■ Provided passage

◆ ◆ ◆ ◆ ◆

If you want someone to wear a mask, the first step is to normally just ask. But some teachers have decided to go with the option of just taping masks to their students’ faces instead.
In October, there were several reports across the country of teachers taping face masks on their students’ faces.
The most recent happened in Beloit, Wisconsin.
At McNeel Intermediate School, Fox News reported that the police are investigating after a student claimed that a teacher duct-taped a mask to his face.
The 13-year-old boy said he pulled his mask down for a moment because he was having difficulty breathing. When the teacher told him to put the mask on he responded, “I can’t breathe. Give me a moment.”
“She got clearish yellowish tape, pulled up my mask up to my nose and wrapped the tape around my head five times. I’m thinking in my head. I’m like, this is crazy. Why is she doing this?” the student told WKOW.
The student’s parent said, “when he came home, he (had) a red mark on the back of his neck area. And it was a little bit red around his face.”
According to the police report that the Wisconsin State Journal reviewed, the teacher claimed it was all a joke.
“The teacher told police she did tape the front of the student’s mask to his face, but only as a joke after she said the student challenged her to do so and then he laughed about it. The teacher said she removed the tape, after which the student wore his mask properly.”
The student said that he did not feel like he could go back to school after the incident because he did not trust anyone.
“I’m very, very upset. I’m gonna keep pursuing this until my son gets justice and my family gets justice,” the parent said.

◆ ◆ ◆ ◆ ◆

■ Exercise goal
Say whether each statement agrees with the article about a teacher taping a mask to a student's face. Answer yes or no, and quote the words from the article that decide it. (a) The most recent reported case took place in Beloit, Wisconsin. (b) The student was 15 years old. (c) The teacher told police the taping was a joke. You don't need the listing that comes next.

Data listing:
◆ ◆ ◆ ◆ ◆

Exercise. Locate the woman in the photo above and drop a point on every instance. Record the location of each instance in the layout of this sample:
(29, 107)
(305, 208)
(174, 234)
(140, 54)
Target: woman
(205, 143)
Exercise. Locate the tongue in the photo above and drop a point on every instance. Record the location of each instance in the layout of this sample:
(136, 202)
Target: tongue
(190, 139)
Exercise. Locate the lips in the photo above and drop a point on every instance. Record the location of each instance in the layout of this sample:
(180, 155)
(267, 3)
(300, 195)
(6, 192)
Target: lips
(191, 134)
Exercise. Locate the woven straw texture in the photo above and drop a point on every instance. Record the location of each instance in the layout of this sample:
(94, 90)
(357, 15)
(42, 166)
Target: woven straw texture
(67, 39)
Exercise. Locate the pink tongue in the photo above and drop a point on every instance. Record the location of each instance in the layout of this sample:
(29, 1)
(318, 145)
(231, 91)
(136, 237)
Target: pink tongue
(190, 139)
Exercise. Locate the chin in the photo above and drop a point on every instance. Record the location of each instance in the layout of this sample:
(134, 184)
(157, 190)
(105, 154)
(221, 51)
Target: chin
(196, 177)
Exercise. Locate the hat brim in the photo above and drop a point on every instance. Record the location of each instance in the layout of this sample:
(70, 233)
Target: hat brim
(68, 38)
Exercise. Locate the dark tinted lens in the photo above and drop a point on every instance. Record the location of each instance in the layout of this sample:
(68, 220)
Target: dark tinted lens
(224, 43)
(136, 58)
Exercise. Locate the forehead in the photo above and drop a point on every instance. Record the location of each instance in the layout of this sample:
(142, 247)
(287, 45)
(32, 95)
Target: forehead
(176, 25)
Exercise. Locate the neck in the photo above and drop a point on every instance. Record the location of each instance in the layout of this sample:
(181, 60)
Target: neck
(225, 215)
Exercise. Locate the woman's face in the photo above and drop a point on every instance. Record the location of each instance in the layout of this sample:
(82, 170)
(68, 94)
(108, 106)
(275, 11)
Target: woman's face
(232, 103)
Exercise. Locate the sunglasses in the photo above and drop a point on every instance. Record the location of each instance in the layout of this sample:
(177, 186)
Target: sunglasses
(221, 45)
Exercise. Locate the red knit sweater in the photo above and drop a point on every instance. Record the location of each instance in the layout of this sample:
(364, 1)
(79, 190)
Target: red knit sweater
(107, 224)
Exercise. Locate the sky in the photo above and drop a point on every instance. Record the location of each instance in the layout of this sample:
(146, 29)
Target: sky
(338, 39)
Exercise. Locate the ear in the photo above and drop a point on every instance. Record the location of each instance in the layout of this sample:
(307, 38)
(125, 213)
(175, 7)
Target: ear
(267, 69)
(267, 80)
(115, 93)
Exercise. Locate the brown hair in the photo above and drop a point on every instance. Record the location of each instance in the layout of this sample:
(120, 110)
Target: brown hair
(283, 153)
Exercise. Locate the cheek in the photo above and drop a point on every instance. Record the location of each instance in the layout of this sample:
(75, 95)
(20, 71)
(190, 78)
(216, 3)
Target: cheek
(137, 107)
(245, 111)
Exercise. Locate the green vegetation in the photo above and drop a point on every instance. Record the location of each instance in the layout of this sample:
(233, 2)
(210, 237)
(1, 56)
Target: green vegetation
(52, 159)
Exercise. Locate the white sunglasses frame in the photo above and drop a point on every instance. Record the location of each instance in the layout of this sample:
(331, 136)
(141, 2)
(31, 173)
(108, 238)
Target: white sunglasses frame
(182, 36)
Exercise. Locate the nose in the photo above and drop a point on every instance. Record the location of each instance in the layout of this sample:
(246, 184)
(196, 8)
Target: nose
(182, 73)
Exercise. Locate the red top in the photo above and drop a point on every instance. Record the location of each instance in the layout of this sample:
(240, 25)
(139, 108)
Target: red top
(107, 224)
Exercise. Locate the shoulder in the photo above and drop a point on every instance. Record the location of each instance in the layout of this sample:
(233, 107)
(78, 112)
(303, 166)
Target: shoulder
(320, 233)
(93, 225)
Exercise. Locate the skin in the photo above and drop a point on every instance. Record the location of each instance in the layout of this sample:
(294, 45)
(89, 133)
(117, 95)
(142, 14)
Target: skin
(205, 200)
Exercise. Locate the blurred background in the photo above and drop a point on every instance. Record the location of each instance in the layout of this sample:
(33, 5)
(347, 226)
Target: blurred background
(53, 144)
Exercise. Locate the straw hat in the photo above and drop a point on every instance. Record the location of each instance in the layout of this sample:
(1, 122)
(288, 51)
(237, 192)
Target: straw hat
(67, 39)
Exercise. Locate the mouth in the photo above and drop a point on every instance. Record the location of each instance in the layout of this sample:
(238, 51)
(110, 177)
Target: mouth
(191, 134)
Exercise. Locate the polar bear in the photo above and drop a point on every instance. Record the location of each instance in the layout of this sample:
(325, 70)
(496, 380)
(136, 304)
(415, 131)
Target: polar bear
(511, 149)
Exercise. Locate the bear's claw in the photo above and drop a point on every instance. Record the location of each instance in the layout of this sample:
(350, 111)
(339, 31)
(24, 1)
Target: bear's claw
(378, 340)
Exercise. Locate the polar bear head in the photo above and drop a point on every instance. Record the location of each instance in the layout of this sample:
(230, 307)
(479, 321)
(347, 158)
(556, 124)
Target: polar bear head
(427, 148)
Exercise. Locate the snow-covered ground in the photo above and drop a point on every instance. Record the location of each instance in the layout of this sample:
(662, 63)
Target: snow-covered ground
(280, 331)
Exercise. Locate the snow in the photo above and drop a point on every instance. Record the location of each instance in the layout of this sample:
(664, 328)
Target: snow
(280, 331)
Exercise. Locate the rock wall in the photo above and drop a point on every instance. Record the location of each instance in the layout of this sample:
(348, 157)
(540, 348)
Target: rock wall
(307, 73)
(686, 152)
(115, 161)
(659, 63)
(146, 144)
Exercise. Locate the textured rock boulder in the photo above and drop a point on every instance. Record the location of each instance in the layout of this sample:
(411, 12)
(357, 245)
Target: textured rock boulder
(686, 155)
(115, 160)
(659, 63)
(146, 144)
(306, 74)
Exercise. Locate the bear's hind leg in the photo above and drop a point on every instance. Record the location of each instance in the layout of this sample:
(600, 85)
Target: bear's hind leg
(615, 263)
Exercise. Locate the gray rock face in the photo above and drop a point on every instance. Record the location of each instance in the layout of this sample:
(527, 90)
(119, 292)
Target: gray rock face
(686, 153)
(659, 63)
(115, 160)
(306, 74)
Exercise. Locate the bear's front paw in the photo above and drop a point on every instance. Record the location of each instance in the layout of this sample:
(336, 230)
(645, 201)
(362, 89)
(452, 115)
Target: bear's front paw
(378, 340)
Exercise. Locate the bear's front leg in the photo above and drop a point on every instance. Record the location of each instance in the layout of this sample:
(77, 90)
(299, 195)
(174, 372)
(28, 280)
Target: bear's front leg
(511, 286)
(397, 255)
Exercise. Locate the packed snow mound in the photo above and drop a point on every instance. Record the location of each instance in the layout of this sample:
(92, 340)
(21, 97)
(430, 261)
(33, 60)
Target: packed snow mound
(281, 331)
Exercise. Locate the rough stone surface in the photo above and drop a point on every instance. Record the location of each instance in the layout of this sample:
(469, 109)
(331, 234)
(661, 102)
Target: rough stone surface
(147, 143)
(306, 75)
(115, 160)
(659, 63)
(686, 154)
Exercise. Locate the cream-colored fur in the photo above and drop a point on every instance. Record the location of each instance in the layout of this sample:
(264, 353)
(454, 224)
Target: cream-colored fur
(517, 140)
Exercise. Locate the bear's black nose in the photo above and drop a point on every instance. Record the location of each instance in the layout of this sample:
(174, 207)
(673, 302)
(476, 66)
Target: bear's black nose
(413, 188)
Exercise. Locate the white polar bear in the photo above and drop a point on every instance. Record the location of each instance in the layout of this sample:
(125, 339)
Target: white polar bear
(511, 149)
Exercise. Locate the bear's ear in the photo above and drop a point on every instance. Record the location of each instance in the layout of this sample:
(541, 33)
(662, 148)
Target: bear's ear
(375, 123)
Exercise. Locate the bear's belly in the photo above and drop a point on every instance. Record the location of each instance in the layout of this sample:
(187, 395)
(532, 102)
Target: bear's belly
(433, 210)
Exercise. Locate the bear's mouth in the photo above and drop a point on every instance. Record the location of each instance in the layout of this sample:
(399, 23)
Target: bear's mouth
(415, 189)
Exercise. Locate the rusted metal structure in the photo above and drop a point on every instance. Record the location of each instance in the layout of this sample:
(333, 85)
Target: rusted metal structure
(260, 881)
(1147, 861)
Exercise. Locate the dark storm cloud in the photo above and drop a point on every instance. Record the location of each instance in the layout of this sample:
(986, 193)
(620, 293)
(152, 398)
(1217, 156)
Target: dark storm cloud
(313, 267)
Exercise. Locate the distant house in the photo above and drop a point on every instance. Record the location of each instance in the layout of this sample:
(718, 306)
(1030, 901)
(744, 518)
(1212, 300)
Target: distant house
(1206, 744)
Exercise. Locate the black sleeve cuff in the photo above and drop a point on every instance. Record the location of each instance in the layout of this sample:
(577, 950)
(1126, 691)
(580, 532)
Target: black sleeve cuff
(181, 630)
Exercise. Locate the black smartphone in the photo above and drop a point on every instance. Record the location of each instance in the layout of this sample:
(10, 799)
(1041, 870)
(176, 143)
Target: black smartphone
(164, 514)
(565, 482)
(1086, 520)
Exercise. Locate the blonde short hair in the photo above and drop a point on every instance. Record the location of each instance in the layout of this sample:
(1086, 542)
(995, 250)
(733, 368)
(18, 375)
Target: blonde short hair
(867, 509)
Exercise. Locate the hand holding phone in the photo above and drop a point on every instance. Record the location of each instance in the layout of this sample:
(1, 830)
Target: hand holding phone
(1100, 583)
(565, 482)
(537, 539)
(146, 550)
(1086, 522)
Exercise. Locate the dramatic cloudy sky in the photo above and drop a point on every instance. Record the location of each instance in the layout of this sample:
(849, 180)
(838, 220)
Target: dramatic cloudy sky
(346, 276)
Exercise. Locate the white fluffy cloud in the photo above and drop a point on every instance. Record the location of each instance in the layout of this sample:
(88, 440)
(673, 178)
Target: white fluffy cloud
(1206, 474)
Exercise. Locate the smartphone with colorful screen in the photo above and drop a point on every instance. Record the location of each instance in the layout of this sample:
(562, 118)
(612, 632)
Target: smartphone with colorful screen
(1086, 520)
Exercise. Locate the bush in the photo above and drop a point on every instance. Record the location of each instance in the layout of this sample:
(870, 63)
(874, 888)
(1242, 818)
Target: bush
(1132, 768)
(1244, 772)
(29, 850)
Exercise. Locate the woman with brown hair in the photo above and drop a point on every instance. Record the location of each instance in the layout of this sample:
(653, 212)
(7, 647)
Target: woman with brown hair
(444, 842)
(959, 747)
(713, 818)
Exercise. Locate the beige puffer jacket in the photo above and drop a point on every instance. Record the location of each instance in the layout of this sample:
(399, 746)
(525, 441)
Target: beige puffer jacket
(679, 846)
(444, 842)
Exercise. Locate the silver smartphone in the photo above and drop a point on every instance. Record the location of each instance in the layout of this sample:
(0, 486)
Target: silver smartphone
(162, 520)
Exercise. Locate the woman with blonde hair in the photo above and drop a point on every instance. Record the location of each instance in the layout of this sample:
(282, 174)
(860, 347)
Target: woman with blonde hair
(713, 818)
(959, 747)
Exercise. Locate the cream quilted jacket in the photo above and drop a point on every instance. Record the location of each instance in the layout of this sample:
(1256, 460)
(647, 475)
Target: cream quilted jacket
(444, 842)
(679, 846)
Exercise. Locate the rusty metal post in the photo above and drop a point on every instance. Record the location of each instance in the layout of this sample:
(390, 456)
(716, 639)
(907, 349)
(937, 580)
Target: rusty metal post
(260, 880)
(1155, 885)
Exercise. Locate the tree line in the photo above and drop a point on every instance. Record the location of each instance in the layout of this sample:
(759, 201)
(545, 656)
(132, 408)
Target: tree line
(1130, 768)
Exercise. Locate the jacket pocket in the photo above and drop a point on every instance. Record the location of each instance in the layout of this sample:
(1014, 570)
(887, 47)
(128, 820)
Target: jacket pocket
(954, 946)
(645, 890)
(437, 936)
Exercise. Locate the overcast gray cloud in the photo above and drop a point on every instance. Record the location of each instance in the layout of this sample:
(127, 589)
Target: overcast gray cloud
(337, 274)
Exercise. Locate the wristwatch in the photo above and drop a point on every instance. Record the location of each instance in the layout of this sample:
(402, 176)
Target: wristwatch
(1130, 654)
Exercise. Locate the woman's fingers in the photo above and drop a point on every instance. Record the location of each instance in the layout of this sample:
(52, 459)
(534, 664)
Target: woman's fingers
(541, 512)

◆ ◆ ◆ ◆ ◆

■ Response to this task
(a) Yes: "The most recent happened in Beloit, Wisconsin."
(b) No: "The 13-year-old boy"
(c) Yes: "the teacher claimed it was all a joke."